GIVEN REQUEST:
Copy the entries word for word, starting at the beginning and ending with the line that contains "Return the outline".

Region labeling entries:
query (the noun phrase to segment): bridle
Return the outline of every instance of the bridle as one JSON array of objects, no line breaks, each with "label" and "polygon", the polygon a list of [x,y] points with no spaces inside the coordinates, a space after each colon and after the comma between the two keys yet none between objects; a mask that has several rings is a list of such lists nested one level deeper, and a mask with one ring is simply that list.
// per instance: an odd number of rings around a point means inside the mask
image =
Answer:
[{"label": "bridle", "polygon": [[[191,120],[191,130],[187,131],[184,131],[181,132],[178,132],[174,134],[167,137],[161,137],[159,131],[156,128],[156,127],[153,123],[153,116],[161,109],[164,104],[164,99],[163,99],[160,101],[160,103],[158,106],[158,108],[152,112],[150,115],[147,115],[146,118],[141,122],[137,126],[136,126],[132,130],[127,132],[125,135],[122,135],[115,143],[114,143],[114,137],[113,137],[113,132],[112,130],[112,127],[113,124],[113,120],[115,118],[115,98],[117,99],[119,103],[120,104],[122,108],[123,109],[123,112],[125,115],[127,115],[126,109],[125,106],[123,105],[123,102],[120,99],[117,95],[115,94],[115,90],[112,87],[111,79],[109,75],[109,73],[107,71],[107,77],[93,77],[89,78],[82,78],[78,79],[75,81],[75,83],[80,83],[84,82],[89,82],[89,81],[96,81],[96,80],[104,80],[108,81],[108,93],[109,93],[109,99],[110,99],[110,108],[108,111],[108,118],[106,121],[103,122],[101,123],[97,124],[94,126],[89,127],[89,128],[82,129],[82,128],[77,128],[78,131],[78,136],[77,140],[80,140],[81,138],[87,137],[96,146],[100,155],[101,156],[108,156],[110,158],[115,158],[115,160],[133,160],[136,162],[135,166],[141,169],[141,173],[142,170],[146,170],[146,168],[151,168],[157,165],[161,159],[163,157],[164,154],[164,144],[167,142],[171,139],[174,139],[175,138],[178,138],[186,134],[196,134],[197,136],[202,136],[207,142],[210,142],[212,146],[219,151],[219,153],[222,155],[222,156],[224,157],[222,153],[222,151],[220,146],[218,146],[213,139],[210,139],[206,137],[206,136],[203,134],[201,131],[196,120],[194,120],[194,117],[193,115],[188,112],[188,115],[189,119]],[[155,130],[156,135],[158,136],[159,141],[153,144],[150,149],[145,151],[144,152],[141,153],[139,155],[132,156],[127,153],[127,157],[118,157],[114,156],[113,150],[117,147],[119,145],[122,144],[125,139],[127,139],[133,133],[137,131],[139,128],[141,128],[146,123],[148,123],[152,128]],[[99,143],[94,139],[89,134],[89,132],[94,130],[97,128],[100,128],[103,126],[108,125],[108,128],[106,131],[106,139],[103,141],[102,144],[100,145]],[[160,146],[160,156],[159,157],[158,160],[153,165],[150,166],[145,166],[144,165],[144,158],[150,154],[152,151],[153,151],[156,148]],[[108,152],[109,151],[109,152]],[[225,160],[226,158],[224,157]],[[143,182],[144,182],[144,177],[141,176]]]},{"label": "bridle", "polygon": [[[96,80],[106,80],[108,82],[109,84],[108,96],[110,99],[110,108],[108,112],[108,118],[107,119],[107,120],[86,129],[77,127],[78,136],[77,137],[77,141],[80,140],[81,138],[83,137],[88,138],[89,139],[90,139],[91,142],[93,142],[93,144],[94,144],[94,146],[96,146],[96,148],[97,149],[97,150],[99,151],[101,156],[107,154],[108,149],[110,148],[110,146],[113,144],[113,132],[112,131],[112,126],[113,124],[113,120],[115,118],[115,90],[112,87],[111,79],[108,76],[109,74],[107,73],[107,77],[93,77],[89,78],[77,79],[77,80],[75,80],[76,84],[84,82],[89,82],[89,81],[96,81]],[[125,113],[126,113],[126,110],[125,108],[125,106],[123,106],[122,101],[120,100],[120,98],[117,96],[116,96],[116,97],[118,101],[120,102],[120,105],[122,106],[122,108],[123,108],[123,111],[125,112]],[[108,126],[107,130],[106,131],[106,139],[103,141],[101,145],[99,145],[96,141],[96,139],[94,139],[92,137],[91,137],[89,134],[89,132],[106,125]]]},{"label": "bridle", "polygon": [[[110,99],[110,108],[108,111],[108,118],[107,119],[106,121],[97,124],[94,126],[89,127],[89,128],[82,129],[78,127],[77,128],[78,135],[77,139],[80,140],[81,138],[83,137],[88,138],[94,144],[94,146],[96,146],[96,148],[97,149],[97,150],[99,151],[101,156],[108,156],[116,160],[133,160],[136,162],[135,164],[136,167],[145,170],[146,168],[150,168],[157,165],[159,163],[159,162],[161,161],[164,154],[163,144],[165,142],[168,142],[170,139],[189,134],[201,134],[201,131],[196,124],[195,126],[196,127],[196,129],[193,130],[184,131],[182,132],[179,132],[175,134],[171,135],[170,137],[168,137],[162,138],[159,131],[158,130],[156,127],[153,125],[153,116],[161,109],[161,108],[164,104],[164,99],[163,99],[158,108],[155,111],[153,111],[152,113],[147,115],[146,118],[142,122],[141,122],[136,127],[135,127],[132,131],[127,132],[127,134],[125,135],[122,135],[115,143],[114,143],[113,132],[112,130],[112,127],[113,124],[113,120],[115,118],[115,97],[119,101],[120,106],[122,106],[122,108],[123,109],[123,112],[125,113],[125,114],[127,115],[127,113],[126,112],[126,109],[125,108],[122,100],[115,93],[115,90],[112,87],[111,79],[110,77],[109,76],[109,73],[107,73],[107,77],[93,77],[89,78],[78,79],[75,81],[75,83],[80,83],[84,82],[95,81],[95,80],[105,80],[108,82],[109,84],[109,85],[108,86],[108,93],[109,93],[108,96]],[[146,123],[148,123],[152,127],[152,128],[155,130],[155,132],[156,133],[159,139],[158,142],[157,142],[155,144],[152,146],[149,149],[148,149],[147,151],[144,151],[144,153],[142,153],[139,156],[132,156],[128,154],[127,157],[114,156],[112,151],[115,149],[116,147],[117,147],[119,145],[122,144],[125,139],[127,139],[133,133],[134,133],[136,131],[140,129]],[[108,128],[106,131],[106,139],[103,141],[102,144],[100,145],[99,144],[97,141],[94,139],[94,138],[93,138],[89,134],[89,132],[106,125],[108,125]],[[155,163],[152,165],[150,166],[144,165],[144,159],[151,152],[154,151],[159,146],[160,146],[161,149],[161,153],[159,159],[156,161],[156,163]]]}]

THE REPLY:
query (the noun phrase to segment): bridle
Return the outline of every instance of the bridle as one JSON array of objects, no line breaks, each with "label" and "polygon", the polygon a list of [x,y] points with no spaces inside the coordinates, a space after each colon and after the comma between the two keys yet none between objects; a mask that has several rings is a list of such lists nested one level deeper, and a mask with one ring is simply that list.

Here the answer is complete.